++++ TEXTE À LIRE ++++

C’est aussi notre culture. L’esprit des émissions de Polac, des blagues de Coluche, des répliques piquantes de Jean d’Ormesson, des bons mots de Pierre Dac, de la tirade de Molière, médecin contemporain qui aurait probablement réactualisé « Le poumon, le poumon vous dis-je ! » en « Le Covid, le Covid vous dis-je ».
Alors, aujourd’hui, où exprimons-nous cet amour bien français de pouvoir dire ce qu’on en pense, surtout quand on n’en pense pas moins ? A nous servir mutuellement de garde-fous, on évite de se perdre dans nos illusions et nos mensonges. C’est aussi cela l’esprit du Café́ du commerce, des remarques de bon sens débitées au comptoir. Des exclamations lancées en plein village d’Astérix : « Il est pas frais mon poisson » ?! Bref, l’esprit du Gaulois réfractaire.
A l’appel d’Alexandra, des chaines humaines ont contribué, en leur temps, à retisser de nombreux liens. En pleine actualité, parce qu’il ose traiter de sujets qui fâchent, le film de Gad Elmaleh remet au centre du village l’importance de la famille pour dépasser nos incompréhensions mutuelles. Yves propose ici, dans le sillage des appels répétés de Charles Rojzman, l’inventeur de la Thérapie sociale, de créer des « rencontres conflictuelles entre les Français », de nous retrouver ci et là à des « Cafés Gaulois ».

++++

--- TÂCHE À RÉALISER ---
D'après le texte sur l'esprit gaulois, qui est l'inventeur de la Thérapie sociale ?

++++ DONNÉES EXTRAITES ++++

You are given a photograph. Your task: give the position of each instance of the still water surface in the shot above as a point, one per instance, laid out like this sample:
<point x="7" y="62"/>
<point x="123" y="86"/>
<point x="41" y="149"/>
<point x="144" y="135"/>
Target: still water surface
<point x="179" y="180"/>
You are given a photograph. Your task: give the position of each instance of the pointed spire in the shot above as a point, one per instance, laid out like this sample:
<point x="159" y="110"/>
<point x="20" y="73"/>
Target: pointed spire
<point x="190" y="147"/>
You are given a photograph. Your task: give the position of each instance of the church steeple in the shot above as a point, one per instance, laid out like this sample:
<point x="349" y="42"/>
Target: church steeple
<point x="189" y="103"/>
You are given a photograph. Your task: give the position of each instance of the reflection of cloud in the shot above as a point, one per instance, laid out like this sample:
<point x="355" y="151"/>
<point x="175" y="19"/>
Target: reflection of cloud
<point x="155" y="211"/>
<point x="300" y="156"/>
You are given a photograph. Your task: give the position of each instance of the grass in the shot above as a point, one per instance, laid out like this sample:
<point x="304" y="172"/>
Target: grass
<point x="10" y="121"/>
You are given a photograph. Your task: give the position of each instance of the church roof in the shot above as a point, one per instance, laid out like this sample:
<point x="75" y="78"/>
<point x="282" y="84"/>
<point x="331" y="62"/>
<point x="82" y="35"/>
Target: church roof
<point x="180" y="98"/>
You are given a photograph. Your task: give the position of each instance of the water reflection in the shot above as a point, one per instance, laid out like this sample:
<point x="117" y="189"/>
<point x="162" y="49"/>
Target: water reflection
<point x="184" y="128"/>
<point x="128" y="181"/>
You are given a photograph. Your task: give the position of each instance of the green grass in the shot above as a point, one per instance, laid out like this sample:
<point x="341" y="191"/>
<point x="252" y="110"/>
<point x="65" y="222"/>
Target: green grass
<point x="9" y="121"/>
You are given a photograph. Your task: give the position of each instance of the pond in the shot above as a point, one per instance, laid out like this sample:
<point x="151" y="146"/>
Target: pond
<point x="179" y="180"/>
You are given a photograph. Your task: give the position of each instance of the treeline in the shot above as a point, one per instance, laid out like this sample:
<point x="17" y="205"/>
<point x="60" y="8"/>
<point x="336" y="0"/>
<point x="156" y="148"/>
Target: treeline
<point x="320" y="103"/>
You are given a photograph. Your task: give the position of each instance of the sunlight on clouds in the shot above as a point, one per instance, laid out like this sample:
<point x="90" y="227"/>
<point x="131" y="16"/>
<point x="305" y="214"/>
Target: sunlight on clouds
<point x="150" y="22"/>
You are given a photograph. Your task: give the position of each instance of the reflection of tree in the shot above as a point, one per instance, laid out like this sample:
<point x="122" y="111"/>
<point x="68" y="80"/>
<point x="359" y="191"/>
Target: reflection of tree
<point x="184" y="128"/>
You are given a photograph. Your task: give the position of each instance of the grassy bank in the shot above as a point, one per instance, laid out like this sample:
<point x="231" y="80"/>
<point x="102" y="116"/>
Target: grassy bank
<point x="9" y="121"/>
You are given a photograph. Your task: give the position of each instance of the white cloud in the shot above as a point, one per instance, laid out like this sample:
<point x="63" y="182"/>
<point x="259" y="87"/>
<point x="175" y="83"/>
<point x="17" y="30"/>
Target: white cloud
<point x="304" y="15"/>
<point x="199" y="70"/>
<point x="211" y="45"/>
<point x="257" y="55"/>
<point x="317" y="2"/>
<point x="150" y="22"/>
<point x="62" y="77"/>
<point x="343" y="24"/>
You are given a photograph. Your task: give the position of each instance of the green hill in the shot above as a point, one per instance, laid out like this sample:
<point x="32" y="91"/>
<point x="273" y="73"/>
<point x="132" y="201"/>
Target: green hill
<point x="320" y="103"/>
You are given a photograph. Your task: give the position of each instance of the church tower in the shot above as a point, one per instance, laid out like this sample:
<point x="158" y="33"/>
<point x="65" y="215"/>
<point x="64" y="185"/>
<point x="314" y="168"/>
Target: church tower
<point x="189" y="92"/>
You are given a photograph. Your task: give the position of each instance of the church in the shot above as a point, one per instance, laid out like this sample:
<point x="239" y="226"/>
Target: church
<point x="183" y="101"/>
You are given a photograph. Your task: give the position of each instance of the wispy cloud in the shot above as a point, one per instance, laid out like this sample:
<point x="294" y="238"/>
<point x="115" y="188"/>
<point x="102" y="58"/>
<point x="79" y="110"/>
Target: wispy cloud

++++

--- PROBLÈME RÉSOLU ---
Charles Rojzman.